• **Brief**:
How would you sum up the review below in two sentences?
**** Excerpted passage
Peter Noonan was a rare person with expertise across vocational and higher education, and an even rarer person who made significant policy contributions to both. Sadly he passed away in 2022 at the age of 67.
Rethinking Tertiary Education, co-edited by Peter Dawkins, Megan Lilly and Robert Pascoe, with sixteen others as co-authors, is billed as ‘building on the work of Peter Noonan’, and does so by exploring ways of making the component parts of Australia’s formal education sector – especially higher education and vocational education, but also schools – work together more smoothly than now. Pascoe also contributes an interesting biographical chapter on Noonan.
For historical and political reasons the vocational and higher education systems in Australia have quite sharp dividing lines in the nature of the qualifications they deliver, how they are funded, how they are taught, and with some exceptions the occupations they support. The book also looks at school credentials, especially the idea that they don’t measure all they should.

Australian Qualifications Framework
A major theme of Rebuilding Tertiary Education is the role of the Australian Qualifications Framework, which defines tertiary education’s regulated qualifications, from a Certificate I through to a PhD. Peter Noonan chaired a review of the AQF, which reported in 2019. The current AQF ranks qualifications at 10 levels, using criteria on the level of knowledge, level of skill, and the application of these knowledge and skills.
Sally Kift and Megan Lilly’s chapter on the AQF points out that the current system ranks by knowledge complexity, with an unfounded assumption that skills and application increase in the same way. On degree completion, however, most university graduates are novices at applying their knowledge, while students completing courses in the competency-based vocational education system should have basic proficiency in the occupation matching their training.
In their prologue, the editors draw on an OECD categorisation of different types of knowledge: ‘know what’ – knowledge of facts, ‘know why’ – scientific knowledge of the principles and laws of nature, ‘know how’ – the skills or capability to do something and ‘know who’ – information about who knows what and who knows how to do what. They argue that higher education needs more ‘know how’ and ‘know who’, while vocational education students need more ‘know what’ and ‘know why’.
Relatedly, many people have argued over the years that vocational education should be less tied to specific occupations. Providing vocational education students with more generic skills would better prepare them for change in their initial chosen occupation, for employment in different occupations, and for smoother transitions to higher education.
********
**** Information supplied
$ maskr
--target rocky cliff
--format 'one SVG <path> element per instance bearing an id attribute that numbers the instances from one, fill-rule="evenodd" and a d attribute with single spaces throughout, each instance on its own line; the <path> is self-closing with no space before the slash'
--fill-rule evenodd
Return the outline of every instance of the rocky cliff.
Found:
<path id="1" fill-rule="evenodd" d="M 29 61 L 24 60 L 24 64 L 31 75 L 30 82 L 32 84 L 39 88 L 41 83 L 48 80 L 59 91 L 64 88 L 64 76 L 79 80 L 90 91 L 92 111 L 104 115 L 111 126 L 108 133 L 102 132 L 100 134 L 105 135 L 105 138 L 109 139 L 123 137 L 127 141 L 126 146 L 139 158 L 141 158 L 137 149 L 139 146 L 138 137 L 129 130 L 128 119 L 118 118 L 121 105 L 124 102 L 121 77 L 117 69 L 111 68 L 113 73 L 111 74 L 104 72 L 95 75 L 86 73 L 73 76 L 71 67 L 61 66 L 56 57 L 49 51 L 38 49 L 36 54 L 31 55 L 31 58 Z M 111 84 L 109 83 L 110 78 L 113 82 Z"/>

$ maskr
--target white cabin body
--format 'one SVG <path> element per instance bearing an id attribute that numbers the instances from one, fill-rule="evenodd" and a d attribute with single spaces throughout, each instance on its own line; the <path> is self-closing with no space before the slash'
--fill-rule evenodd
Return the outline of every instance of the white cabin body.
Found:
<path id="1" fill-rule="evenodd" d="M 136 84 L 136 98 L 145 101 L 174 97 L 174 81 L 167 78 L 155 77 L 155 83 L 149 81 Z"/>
********
• **Solution below**:
The review covers a book, billed as building on the work of the late Peter Noonan, that explores how Australia's vocational education, higher education and schools could work together more smoothly despite the sharp dividing lines between the vocational and higher education systems. A major theme is the Australian Qualifications Framework, which ranks qualifications by knowledge complexity on the unfounded assumption that skills and application rise in the same way, and the editors argue that higher education needs more "know how" and "know who" while vocational students need more "know what" and "know why."